- Born: George Edwin Turtle 23 March 1923 Purley, England, UK
- Died: 30 November 2013 (aged 90)
- Other name: Georgina Carol Turtle
- Education: King's College Hospital
- Occupations: Dentist Royal Navy officer
- Spouse: Christopher Somerset (1962–2013; her death)

= Georgina Somerset =

British dentist and author

Georgina Carol Somerset (née Turtle; 23 March 1923 – 30 November 2013) was a British dentist, author, and former Royal Navy officer. She was the first openly intersex person in the United Kingdom and the first intersex woman to be married in the Church of England.

==Early life==
Somerset was born on 23 March 1923 in Purley and christened George Edwin Turtle. Her birth was registered outside of the usual time limit because of confusion as to her sex. Ultimately, the obstetricians decided to assign her male. She was educated at Purley High School for Boys, a grammar school in Croydon and Reigate Grammar School, an all-boys free school. She went on to study dentistry at King's College Hospital, London and qualified in 1944.

==Career==
As a newly qualified dentist, Somerset was called up to the Royal Navy Volunteer Reserve as the Second World War was coming to an end. She was promoted to temporary surgeon-lieutenant on 27 March 1946 with seniority from 21 September 1945. She left the military in 1948.

> Record set
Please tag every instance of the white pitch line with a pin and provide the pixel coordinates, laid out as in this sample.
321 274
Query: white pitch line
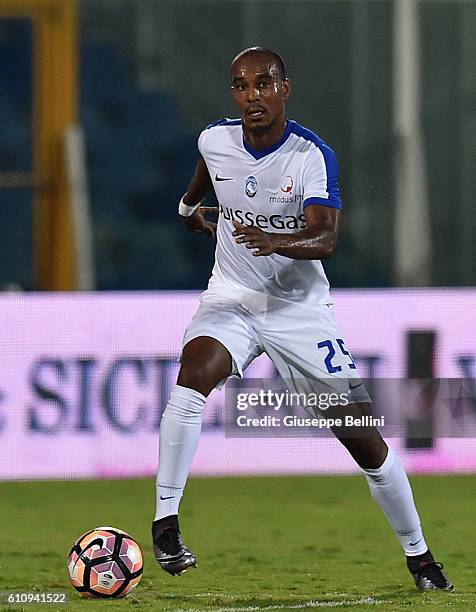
368 601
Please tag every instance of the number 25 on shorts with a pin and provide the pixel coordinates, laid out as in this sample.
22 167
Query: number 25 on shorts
331 353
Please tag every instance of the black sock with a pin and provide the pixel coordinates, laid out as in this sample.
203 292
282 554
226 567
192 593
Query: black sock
168 522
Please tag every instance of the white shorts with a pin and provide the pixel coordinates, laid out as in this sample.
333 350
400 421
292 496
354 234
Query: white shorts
303 342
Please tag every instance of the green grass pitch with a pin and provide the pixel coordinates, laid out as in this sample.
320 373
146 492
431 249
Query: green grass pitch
277 543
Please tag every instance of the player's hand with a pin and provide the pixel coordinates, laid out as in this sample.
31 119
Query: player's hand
198 223
262 243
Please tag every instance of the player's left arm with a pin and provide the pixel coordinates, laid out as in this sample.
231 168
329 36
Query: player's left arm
316 241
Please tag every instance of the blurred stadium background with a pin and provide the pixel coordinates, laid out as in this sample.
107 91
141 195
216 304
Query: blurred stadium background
101 102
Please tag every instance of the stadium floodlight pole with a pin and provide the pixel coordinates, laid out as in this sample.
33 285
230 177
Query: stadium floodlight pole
76 173
412 239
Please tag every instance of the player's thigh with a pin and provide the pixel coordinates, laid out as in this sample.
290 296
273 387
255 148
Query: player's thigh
204 363
220 340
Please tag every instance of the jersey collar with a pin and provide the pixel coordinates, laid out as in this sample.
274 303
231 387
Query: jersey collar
263 152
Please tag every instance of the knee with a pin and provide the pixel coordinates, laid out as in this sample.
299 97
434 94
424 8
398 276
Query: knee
200 375
368 452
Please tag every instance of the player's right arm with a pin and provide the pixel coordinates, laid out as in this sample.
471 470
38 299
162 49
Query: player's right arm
199 187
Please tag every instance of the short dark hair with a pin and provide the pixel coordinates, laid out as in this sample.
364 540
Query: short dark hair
265 51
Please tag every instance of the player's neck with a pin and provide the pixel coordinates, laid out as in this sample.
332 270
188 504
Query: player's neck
260 140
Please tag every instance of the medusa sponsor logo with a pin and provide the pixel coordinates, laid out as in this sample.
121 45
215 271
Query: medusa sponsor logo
264 222
290 199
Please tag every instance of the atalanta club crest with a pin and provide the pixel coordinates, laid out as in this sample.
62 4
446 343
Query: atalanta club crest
251 186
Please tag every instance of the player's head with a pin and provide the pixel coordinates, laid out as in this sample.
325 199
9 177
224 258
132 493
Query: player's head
260 87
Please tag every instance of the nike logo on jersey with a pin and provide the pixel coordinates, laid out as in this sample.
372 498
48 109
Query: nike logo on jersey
223 178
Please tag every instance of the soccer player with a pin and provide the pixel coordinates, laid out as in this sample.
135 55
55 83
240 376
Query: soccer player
279 210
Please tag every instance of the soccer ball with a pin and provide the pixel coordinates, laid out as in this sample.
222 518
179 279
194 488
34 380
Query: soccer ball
105 562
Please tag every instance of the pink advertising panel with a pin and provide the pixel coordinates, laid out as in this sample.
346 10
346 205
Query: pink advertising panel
84 379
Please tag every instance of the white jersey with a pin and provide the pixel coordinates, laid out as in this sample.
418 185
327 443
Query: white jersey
269 189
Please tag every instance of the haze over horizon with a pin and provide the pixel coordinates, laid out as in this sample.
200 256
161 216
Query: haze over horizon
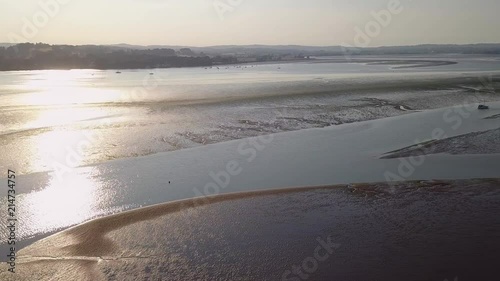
244 22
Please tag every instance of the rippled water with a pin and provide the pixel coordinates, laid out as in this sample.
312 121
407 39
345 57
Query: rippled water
82 117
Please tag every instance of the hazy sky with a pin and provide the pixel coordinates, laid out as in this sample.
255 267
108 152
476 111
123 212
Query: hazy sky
199 23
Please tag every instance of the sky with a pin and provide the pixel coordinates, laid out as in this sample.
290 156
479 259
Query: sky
241 22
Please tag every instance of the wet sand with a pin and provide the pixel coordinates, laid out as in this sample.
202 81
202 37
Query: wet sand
482 142
424 230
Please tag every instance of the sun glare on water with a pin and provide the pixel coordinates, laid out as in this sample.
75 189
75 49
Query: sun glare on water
66 87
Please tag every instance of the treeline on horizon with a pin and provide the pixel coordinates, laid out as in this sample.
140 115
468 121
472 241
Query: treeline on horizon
28 56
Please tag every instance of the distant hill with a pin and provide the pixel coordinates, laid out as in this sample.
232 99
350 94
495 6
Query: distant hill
334 50
28 56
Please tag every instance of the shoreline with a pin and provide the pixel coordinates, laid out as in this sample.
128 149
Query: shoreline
94 248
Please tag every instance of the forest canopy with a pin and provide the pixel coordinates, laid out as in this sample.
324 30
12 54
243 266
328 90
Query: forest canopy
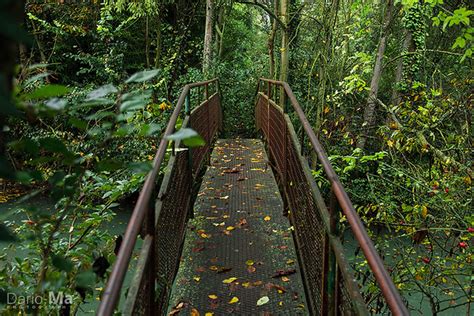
87 89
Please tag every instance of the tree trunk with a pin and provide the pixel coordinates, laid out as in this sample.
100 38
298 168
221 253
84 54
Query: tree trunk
220 28
271 41
147 41
284 47
369 112
8 57
158 39
208 37
396 98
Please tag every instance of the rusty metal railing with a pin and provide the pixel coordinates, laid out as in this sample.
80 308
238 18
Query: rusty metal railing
162 226
329 282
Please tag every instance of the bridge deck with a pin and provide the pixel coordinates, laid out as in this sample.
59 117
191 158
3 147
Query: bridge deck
239 256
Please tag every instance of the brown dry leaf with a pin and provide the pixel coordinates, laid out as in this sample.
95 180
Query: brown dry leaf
234 300
242 222
233 170
229 280
281 273
177 308
224 270
198 249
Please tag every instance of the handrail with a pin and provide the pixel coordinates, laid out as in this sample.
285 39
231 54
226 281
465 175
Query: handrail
113 288
387 287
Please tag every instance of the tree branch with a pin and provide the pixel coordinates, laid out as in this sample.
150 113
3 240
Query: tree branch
267 10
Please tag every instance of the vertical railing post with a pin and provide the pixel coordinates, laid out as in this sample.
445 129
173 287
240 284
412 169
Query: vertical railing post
187 106
330 301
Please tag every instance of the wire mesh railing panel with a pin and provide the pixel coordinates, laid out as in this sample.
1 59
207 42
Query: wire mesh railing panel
163 226
172 218
311 232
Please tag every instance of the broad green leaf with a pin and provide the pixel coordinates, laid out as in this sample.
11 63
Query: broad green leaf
62 263
53 144
140 167
101 92
143 76
189 137
85 279
56 104
48 91
6 234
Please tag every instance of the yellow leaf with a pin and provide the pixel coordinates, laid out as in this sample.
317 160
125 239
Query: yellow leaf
229 280
234 300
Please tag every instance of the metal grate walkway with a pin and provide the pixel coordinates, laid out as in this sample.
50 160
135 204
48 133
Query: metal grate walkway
238 256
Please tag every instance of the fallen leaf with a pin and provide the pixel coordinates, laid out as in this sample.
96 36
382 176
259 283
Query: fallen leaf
198 249
280 273
242 222
234 300
224 270
229 280
263 300
233 170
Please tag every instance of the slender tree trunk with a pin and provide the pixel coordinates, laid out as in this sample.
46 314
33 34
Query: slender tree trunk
369 112
8 56
220 29
396 98
147 41
158 40
285 43
207 56
271 41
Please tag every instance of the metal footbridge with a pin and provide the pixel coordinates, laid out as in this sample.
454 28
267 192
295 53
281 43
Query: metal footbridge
239 226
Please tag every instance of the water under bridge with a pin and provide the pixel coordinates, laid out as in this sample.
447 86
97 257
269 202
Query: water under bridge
239 226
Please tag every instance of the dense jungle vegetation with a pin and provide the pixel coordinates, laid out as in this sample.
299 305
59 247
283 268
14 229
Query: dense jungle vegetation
87 88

> Exercise objective
Proceed with the biography of Georgina Somerset from the point where it stops.

> Answer space
Upon returning to civilian life, she established a dental practice in Croydon, London. In early 1960, she sold this practice and moved to Hove, East Sussex, where she ran another dental practice until retiring in 1985. Somerset wrote two books: Over The Sex Border published in 1963 and her memoir A Girl Called Georgina published in 1992.

==Personal life==
Somerset's father was a Freemason and initiated both his sons into the Craft in 1945. She rose to become Worshipful Master of her Lodge but resigned from the craft in 1953. Having felt female from a young age, Somerset underwent gender-affirming surgery in January 1957. She had previously been rejected by the eminent plastic surgeon Sir Harold Gillies, as she had turned up to her appointment in male morning dress. He explained “I do not really think you look or could be made to look like a woman.” In 1960, after sworn testimony from her doctors, she was given a new birth certificate with her chosen name of Georgina Carol Turtle and her sex as female.

In June 1962, her engagement to Christopher Somerset, distantly related to the Duke of Beaufort, was announced in the Court and Social page of The Daily Telegraph. They married in St Margaret's, Westminster, London, in October 1962. This made her the first known woman to marry in a church after officially changing sex.

==Death==
Georgina Somerset died on 30 November 2013, aged 90.

==Publications==
- Over The Sex Border. Victor Gollancz, London, 1963. (Foreword by Kenneth Walker)
- A Girl Called Georgina. The Book Guild, Lewes, 1992. ISBN 0863327850
- "A Girl Called Georgina", Journal of the Royal Society of Medicine. Vol. 87, No. 9 (1994), p. 573.